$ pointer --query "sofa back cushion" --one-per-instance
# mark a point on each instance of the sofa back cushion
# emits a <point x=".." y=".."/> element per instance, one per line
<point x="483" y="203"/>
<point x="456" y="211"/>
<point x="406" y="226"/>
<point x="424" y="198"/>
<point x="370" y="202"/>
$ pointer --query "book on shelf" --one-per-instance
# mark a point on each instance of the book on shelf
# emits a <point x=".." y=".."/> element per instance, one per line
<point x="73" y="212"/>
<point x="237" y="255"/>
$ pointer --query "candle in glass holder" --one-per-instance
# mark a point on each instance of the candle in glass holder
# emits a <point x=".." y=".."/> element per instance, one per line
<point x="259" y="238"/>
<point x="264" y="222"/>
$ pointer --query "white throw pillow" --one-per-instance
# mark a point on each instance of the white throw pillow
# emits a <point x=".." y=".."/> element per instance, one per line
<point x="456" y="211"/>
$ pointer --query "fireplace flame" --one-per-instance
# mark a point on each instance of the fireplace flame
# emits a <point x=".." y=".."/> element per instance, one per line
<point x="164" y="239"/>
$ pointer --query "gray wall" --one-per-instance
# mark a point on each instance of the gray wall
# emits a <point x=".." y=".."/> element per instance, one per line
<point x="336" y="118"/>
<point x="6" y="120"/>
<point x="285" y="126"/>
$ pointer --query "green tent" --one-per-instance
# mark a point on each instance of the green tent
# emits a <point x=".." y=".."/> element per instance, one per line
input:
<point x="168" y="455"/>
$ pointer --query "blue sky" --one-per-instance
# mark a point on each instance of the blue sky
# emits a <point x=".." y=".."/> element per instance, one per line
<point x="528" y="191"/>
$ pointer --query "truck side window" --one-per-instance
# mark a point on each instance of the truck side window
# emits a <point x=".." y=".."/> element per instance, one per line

▶ TASK INSTRUCTIONS:
Each record above should be returned exactly as it appears.

▶ COMPLETED EXERCISE:
$ pointer --query "sofa back cushion" --one-per-instance
# mark a point on each instance of the sofa back cushion
# emits a <point x=".." y=".."/> element per instance, one per line
<point x="483" y="203"/>
<point x="456" y="211"/>
<point x="406" y="226"/>
<point x="424" y="198"/>
<point x="370" y="202"/>
$ pointer --query "book on shelf" --one-per-instance
# mark a point on each instance of the book on shelf
# emits a <point x=".." y=".."/> element per instance, one per line
<point x="73" y="212"/>
<point x="237" y="255"/>
$ pointer --query "candle in glass holder" --one-per-instance
# mark a point on each instance of the candle in glass holder
# emits a <point x=".." y=".."/> element per instance, one per line
<point x="259" y="238"/>
<point x="264" y="222"/>
$ pointer --query "white throw pillow" --one-per-instance
# mark a point on each instance of the white throw pillow
# emits a <point x=".." y=".."/> element per instance, one per line
<point x="456" y="211"/>
$ pointer --query "fireplace flame" --one-per-instance
# mark a point on each instance of the fireplace flame
# emits a <point x=".." y=".."/> element per instance, one per line
<point x="164" y="239"/>
$ pointer --query "gray wall" --one-per-instance
# mark a point on each instance of the gray wall
# emits a <point x=".." y=".."/> element per instance, one per line
<point x="336" y="118"/>
<point x="6" y="120"/>
<point x="285" y="126"/>
$ pointer --query "green tent" --one-per-instance
# mark a point on each instance of the green tent
# emits a <point x=".." y=".."/> element per instance, one per line
input:
<point x="168" y="455"/>
$ pointer --query "blue sky" --one-per-instance
# mark a point on each instance of the blue sky
# emits a <point x=".." y=".."/> element per instance, one per line
<point x="528" y="191"/>
$ pointer --query "truck side window" --one-per-instance
# mark a point on each instance of the truck side window
# emits a <point x=".." y=".."/> element per instance, one per line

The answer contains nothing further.